Copy each of the rows below word for word, and leave out the pictures.

Material for this task
---------------

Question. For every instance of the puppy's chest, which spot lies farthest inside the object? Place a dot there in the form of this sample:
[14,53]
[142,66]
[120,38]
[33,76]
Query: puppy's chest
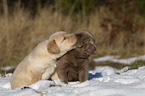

---------------

Worked answer
Question. For every instance of the puppy's chest, which spot lies farthest inside the object? Place a dot there in the form of this sample:
[14,53]
[142,66]
[120,38]
[33,76]
Query: puppy's chest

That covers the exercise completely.